Images should be left out, and everything else in the listing reproduced exactly.
◇ ◇ ◇ ◇ ◇
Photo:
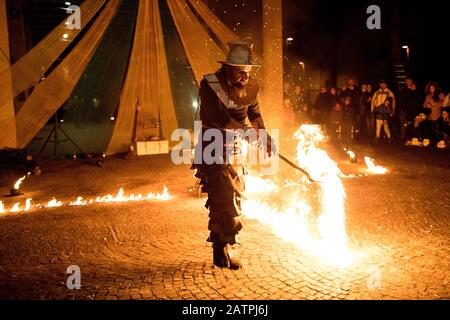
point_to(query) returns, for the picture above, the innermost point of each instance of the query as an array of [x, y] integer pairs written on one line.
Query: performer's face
[[238, 75]]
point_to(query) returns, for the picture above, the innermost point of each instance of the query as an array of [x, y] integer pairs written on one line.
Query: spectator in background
[[409, 106], [378, 100], [300, 103], [348, 122], [365, 109], [444, 128], [382, 114], [433, 102], [353, 92], [446, 102], [336, 118], [321, 106]]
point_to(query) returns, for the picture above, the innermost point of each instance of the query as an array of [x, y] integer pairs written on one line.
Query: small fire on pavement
[[119, 197]]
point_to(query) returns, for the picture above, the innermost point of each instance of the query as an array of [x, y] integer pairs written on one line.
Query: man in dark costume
[[227, 98]]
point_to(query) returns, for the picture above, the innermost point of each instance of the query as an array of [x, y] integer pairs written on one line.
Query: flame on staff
[[18, 182], [15, 208], [27, 204], [374, 168], [351, 154], [312, 219]]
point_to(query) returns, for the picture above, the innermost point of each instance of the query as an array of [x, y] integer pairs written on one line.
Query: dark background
[[331, 37]]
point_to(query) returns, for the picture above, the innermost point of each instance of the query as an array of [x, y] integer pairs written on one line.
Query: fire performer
[[227, 98]]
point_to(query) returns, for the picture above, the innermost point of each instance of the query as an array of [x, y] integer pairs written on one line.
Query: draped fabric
[[182, 82], [166, 102], [221, 31], [201, 50], [146, 103], [7, 121], [52, 92], [27, 72]]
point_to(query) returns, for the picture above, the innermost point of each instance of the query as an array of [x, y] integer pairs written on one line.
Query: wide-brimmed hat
[[240, 54]]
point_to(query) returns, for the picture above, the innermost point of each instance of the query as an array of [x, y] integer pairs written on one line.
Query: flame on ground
[[374, 168], [120, 197], [310, 216]]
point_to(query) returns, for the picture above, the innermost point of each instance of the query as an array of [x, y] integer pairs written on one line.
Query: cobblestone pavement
[[397, 224]]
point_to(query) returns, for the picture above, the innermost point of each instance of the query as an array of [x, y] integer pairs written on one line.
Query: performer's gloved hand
[[267, 143]]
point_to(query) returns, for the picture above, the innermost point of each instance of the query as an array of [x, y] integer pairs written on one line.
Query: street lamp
[[303, 66], [407, 53]]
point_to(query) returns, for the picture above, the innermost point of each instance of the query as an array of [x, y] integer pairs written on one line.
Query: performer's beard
[[240, 89]]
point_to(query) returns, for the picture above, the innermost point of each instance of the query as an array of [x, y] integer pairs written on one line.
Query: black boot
[[233, 263], [220, 255], [222, 258]]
◇ ◇ ◇ ◇ ◇
= Written response =
Photo:
point_to(query) returns, for the picture above, the innermost point of each instance of the query as an array of [x, y] integer pairs written on one line.
Query: performer's face
[[238, 75]]
point_to(query) returns, for the picture above, the innermost point of each instance of the query as an array of [x, y] integer pairs written on one line.
Query: spectator in background
[[409, 106], [378, 100], [300, 103], [348, 122], [365, 109], [444, 128], [382, 114], [433, 102], [353, 92], [446, 102], [336, 118], [321, 106]]
point_to(query) returns, for the picture above, the innermost point of each instance of the query as an array of [x, y] integer pairs written on one line.
Query: small fire on pavement
[[119, 197]]
point_to(query) returns, for the picture above, the innermost point of each instance of the query as an array of [x, y] integer pairs written on one line.
Query: man in dark costume
[[227, 98]]
point_to(query) returns, for the picture above, the innermost point of each instance of the query as an array of [x, y] integer pairs written on one line.
Query: flame on staff
[[18, 182], [15, 208], [27, 204], [374, 168], [351, 154], [312, 219]]
point_to(query) returns, for the picture above, the innermost point of each instance of the query as an array of [x, y] integer pairs written on one line.
Query: dark background
[[331, 37]]
point_to(query) returns, for the picture above, the innermost point of each instance of the query as an array of [x, y] integer pairs written on one line.
Query: fire performer
[[227, 98]]
point_to(query) returns, for the picture above, the innermost point of each instance of the query as an array of [x, y] integer pairs written on one line.
Query: draped fabric
[[182, 82], [166, 102], [221, 31], [201, 50], [146, 103], [7, 121], [52, 92], [27, 72]]
point_to(query) returns, for the picture above, the innermost point of each instance of the query as an array of [x, y] integer pairs written on one line.
Query: wide-brimmed hat
[[240, 54]]
point_to(query) returns, for the picture above, the innermost point of each instance of the query as an array of [x, y] integer pairs written on one line.
Query: flame on ground
[[374, 168], [120, 197], [310, 216]]
point_to(query) returns, for the picture above, the innermost point of each instance of the query as an array of [x, y] integer pairs written on one line.
Query: cobblestone pavement
[[397, 224]]
point_to(query) returns, for the picture above, the innermost point of each instance of the query as an array of [x, y] integer pairs written on one line.
Query: performer's gloved hand
[[267, 143]]
point_to(query) returns, for the picture above, the innermost point of each instance of the query as an array of [x, y] integer pairs written on one line.
Query: street lamp
[[303, 66], [407, 53]]
point_to(query) returns, for the picture above, the innermost point of each instance of the query as an array of [x, y] integer pairs written on one line.
Query: performer's beard
[[240, 89]]
point_to(query) returns, for the picture above, the innermost point of each instance of the query as an array of [x, y] integer pairs written on one line.
Query: black boot
[[233, 263], [220, 255], [222, 258]]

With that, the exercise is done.